▸ **EXERCISE 1**: From the news report on Lycoming County reopening, extract the part that opens with the words containing "As businesses throughout" and closes with "they should leave.", copying it word for word.
▸ **EXERCISE 2**: Continue the news report on businesses reopening in Lycoming County from where it stops.

As businesses throughout Lycoming County cautiously open their doors, some in county leadership are calling for the government to step back and individuals to hold each other accountable.
“If you see someone not complying, do not turn him in, ask him or her to comply, or not to come into your store,” said Commissioner Tony Mussare during a Friday morning press conference. “You are the only one who is accountable for the actions, or lack of actions.”
Lycoming County joins 23 other counties across the state that have been placed in the yellow phase for reopening by Gov. Tom Wolf.
Mussare added that if customers walk into a business that is not complying, they should leave.
“Walk out. It’s that easy,” he said.
Commissioner Rick Mirabito countered with a plea for caution. He drew an analogy between the county’s yellow phase and a yellow traffic light, saying many will speed up when they see the yellow light, but the safest option is to slow down.
“Let’s use common sense and follow the science,” Mirabito said. “When our first responders tell us not to go boating in the middle of an electric storm, we listen.”
On West Fourth Street, Gustonian Gifts owner Barb Mieli said reopening the store has been “wonderful.”
She and her staff cleaned the entire store before opening it again. Gloves are offered to those who want to wear them and everyone in the store is required to wear masks, while plexiglass is placed in front of the register and counter area.
Other downtown businesses such as Little Jet’s Boutique and Otto book store also opened their doors Friday but masks and social distancing remained a high priority.
“We have all recognized the seriousness of this public health crisis,” said Commissioner Scott Metzger. “The citizens in our county have been very responsible and have taken measures to reduce their risk.”
Lycoming County government buildings will be opened to the public starting May 11 “on a limited basis,” Metzger said, adding they should be entered by appointment only and anyone entering the building should wear a mask.

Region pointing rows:

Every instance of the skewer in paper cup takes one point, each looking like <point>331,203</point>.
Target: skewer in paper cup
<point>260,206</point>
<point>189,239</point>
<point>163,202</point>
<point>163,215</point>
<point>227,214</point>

▸ **REPLY 1**:
As businesses throughout Lycoming County cautiously open their doors, some in county leadership are calling for the government to step back and individuals to hold each other accountable.
“If you see someone not complying, do not turn him in, ask him or her to comply, or not to come into your store,” said Commissioner Tony Mussare during a Friday morning press conference. “You are the only one who is accountable for the actions, or lack of actions.”
Lycoming County joins 23 other counties across the state that have been placed in the yellow phase for reopening by Gov. Tom Wolf.
Mussare added that if customers walk into a business that is not complying, they should leave.

▸ **REPLY 2**:
He added that the ultimate goal is for the county to quickly pass through the yellow phase into the green phase.
“Today’s actions will expedite, or delay, that process,” he said.
The county courthouse, which was never closed to the public, will also begin holding more hearings, however restrictions are still in place for how many may attend, according to President Judge Nancy Butts.
Anyone with questions about scheduling or procedure should call the courthouse or look at the scheduling site, she said.
“We are all in our offices. We are available by phone,” Butts said.
Anyone entering the courthouse must go through security, wear a mask and the sheriff’s deputies will determine where they need to go and if they should be in the building, according to Sheriff Mark Lusk.
“We want to try to expand everything as quickly as we can … with everybody’s safety in mind,” Lusk said.
The county did see a decrease in crime at the beginning of the pandemic, however that changed about three weeks ago with a homicide on Seventh Street in Williamsport, according to District Attorney Ryan Gardner.
Gardner added that the county narcotics unit has apprehended a number of drug dealers and seized a high quantity of drugs. Warmer weather has shown an increase in drug activity, he said.
“Crime isn’t going to rest and neither is law enforcement,” Gardner said.
Carrie Pauling, of NorthcentralPa.com, contributed to this report.